Requirements:
1. Answer these from the page on checking an ABAP internal table for a shared recipient ID:
(a) Which id must be returned when all rows have the identical recipient_id?
(b) What is the temporary table used in Approach1 called?
(c) According to Approach2, in what case does the execution have the chance to quit early?
2. Pick up the page on checking an ABAP internal table for a shared recipient ID right after its final line, and keep writing it.

Source document:
┌──

Seek the most efficient way to detect whether there are table row with duplicate key
The requirement is: there is an internal table with a large number of table row.
If all rows have the identical recipient_id, that id( 30273 ) must be returned.
UUID | Phone_number | Recipient_id |
0412ASFDSFDSFXCVS | 138XXXXX1 | 30273 |
0412ASFDSFDSFXCVD | 138XXXXX2 | 30273 |
0412ASFDSFDSFXCVF | 138XXXXX3 | 30273 |
… | … | 30273 |
If not, it must return empty.
UUID | Phone_number | Recipient_id |
0412ASFDSFDSFXCVS | 138XXXXX1 | 30273 |
0412ASFDSFDSFXCVD | 138XXXXX2 | 30273 |
0412ASFDSFDSFXCVF | 138XXXXX3 | 30273 |
… | … | 30272 |
The table line type structure in the project looks like below:
Three different solutions have been made.
Approach1
the idea is a temporary table lt_sms_status is used to hold all the content of the internal table to be checked, and then SORT on the temporary table and delete adjacent entries. If all the table row have the same recipient id, after the operation there must be only one entry left.
DATA: lt_sms_status LIKE it_tab.
lt_sms_status = it_tab.
SORT lt_sms_status BY recipient_id.
DELETE ADJACENT DUPLICATES FROM lt_sms_status COMPARING recipient_id.
IF lines( lt_sms_status ) = 1.
READ TABLE it_tab ASSIGNING FIELD-SYMBOL(<line>) INDEX 1.
ev_rec_id = <line>-recipient_id.
ENDIF.
The drawback of approach1 is it could lead to the unnecessary high memory assumption. when lt_sms_status = it_tab is executed, no new memory allocation will not occur, until the write operation on the copied content. This behavior is documented as “Delayed Copy”.
We also have concern regarding the performance of SORT and DELETE keyword when they are executed on a big internal table.
Approach2
Now we fetch the recipient id of the first row, and compare it with the left rows in the table. If most of the table rows have different recipient id, the execution has the chance to quit early. However if unfortunately all the table rows have exactly the same recipient id, this approach has to loop until last table row.
DATA: lv_diff_found TYPE abap_bool VALUE abap_false.
READ TABLE it_tab ASSIGNING FIELD-SYMBOL(<line>) INDEX 1.
DATA(lv_account_id) = <line>-recipient_id.
LOOP AT it_tab ASSIGNING FIELD-SYMBOL(<ls_line>).
IF lv_account_id <> <ls_line>-recipient_id.
lv_diff_found = abap_true.
EXIT.
ENDIF.
ENDLOOP.
IF lv_diff_found = abap_false.
ev_rec_id = lv_account_id.
ENDIF.
Approach3
the idea is similar as approach2, now instead of manual comparison inside each LOOP, we leverage “LOOP AT XXX WHERE condition”.
READ TABLE it_tab ASSIGNING FIELD-SYMBOL(<line>) INDEX 1.
LOOP AT it_tab ASSIGNING FIELD-SYMBOL(<ls_line>) WHERE recipient_id <> <line>-recipient_id.
ENDLOOP.
IF sy-subrc <> 0.
ev_rec_id = <line>-recipient_id.
ENDIF.

└──

Rows:
┌──

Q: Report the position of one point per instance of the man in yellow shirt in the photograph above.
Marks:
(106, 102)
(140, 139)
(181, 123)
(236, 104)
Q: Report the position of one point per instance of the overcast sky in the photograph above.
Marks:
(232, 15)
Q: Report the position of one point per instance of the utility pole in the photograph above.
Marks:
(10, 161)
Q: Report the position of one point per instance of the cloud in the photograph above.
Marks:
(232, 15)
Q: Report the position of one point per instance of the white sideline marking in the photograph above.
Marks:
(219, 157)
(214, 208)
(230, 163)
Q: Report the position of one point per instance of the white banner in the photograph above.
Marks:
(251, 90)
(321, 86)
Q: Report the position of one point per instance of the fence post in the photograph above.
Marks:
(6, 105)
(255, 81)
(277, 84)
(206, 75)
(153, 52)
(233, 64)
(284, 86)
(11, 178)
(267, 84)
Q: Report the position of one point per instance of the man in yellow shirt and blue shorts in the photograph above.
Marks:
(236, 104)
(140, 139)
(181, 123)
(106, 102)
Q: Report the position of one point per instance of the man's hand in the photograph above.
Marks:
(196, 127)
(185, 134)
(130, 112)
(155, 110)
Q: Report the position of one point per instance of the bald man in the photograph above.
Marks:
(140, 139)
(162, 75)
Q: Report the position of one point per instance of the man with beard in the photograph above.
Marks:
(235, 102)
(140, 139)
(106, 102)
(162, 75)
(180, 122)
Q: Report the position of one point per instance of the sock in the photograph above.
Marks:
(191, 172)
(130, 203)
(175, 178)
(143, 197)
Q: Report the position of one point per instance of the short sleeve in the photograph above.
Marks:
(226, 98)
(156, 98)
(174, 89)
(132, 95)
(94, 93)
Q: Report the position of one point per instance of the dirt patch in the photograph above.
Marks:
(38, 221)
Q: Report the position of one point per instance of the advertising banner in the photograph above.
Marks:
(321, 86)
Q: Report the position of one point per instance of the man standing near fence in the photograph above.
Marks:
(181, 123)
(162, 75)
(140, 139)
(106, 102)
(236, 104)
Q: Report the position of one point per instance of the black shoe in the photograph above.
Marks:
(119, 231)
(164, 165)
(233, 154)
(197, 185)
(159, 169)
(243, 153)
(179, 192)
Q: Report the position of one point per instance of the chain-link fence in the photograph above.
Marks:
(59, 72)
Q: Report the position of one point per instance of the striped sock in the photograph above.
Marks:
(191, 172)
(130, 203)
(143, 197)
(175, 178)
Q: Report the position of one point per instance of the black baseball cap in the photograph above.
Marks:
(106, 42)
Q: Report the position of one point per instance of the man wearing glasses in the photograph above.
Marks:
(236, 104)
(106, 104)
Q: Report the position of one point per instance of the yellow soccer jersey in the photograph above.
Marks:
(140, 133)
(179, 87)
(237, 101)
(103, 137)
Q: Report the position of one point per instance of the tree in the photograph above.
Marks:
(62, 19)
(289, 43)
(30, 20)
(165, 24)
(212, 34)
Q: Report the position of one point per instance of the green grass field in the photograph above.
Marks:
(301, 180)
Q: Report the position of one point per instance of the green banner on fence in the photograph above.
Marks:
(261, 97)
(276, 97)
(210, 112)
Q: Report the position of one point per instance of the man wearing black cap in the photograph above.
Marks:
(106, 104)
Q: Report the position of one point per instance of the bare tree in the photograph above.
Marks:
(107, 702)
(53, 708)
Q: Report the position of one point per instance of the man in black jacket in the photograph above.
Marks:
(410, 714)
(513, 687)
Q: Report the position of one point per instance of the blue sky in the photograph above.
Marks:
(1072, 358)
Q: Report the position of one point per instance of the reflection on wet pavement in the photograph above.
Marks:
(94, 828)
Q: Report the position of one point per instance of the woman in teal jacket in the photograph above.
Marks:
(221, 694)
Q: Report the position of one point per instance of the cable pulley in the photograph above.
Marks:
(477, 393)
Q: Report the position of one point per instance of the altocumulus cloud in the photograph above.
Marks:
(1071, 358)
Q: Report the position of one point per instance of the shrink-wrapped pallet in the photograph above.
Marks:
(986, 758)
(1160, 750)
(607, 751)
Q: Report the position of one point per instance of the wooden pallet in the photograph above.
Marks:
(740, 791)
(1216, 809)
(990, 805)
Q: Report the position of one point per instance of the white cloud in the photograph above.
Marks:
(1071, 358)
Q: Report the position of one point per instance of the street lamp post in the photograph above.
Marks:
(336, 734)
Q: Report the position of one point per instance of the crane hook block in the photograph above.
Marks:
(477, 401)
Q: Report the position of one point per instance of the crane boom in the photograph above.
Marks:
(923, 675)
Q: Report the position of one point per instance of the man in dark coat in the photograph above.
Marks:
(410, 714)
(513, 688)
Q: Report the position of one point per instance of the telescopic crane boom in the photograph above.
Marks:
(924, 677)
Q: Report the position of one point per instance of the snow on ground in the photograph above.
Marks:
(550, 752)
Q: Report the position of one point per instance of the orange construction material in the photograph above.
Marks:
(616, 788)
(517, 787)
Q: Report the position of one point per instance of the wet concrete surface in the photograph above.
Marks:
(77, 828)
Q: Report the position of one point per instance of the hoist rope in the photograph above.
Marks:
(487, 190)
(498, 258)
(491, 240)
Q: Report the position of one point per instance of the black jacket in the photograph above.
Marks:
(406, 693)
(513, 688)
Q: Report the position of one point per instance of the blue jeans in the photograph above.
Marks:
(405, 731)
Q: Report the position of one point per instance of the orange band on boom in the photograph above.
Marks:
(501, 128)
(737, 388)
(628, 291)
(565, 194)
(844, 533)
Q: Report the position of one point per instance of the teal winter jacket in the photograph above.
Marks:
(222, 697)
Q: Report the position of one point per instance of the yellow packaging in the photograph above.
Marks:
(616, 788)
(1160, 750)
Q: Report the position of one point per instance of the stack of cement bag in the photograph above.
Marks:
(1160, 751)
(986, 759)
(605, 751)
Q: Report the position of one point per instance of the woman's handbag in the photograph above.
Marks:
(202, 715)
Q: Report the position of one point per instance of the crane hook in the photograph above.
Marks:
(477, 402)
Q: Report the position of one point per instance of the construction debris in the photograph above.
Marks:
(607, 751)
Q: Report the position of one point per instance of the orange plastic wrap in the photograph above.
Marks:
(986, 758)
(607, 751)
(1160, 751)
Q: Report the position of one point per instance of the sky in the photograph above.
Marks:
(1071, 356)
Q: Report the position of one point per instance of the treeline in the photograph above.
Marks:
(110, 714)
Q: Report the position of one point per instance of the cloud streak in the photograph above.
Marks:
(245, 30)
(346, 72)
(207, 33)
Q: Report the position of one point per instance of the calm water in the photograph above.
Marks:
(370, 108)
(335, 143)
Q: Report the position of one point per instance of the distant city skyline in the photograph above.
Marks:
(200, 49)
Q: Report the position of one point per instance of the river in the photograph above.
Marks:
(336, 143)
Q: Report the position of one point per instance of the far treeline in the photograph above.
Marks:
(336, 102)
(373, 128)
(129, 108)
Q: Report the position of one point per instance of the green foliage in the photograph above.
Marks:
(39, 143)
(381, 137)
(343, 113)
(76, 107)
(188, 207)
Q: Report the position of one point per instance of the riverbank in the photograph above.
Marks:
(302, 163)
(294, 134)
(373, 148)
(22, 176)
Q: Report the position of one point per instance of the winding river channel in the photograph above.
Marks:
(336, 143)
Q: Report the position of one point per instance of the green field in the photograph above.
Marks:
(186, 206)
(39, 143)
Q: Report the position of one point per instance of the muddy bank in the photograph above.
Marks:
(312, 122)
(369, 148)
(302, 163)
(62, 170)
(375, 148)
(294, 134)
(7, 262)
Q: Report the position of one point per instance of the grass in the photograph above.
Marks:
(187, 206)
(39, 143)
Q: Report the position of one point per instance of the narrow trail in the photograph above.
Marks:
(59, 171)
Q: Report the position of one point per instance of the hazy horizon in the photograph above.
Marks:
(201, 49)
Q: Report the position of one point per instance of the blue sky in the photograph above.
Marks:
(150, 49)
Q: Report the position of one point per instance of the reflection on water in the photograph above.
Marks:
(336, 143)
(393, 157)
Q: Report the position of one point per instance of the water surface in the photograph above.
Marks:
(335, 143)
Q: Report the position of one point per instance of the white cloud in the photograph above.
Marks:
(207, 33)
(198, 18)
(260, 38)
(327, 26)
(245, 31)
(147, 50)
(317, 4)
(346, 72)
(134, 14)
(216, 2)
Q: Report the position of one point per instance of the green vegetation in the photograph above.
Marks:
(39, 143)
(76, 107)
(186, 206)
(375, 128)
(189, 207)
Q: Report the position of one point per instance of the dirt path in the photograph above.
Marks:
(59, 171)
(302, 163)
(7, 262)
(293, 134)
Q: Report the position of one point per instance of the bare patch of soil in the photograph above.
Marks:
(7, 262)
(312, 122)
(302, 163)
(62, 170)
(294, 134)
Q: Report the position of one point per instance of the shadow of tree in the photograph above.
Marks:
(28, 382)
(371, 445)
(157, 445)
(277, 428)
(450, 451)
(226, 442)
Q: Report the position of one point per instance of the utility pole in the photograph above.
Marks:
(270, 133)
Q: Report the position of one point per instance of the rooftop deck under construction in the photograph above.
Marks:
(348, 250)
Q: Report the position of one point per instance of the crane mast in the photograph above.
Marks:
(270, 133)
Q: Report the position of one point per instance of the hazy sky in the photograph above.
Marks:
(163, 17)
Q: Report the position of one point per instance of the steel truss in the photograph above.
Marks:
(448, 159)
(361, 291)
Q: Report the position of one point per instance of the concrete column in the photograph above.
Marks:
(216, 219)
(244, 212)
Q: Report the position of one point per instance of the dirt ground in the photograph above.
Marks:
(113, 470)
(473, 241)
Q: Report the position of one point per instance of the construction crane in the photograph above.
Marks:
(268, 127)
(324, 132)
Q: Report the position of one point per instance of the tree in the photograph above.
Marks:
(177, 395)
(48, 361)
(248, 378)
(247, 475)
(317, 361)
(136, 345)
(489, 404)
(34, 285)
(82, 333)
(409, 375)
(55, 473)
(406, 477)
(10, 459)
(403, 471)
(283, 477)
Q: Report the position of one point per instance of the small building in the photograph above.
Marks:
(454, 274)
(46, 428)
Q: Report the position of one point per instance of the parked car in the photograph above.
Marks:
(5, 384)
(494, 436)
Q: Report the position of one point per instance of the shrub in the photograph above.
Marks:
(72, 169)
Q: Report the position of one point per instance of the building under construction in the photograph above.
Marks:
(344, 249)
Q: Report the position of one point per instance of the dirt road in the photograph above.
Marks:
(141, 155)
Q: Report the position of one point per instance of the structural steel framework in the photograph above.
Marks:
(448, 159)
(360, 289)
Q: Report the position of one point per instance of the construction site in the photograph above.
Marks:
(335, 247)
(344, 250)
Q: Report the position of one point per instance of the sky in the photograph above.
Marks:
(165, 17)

└──

Set of answers:
1.
(a) 30273
(b) lt_sms_status
(c) When most of the table rows have different recipient id.

2.
In order to measure the performance, we construct two kinds of test case. In the first one, we generate the internal table with N rows, each has exactly the same recipient id. And for the second, each one has different. Both are extreme kinds of scenarios. We may consider to measure the case between these two, for example for a N rows table there are 50% table rows have the same id and another 50% have difference one.
Performance test result
The time spent is measured in microsecond.
N = 1000
For the first test case, approach3 is most efficient. For the second test case, approach2 is the winner, as we expected.
N = 10000
N = 100000
N = 1000000
N = 5000000
Based on the performance result, we do not consider approach1 any more. For the choice between approach2 and 3, we need to investigate on the distraction of recipient id in the real world.
Maybe you can also share if you have better solutions?
Hi Jerry,
b is easily estimated using the doubling hypothesis. I have implemented this once in a performance unit test.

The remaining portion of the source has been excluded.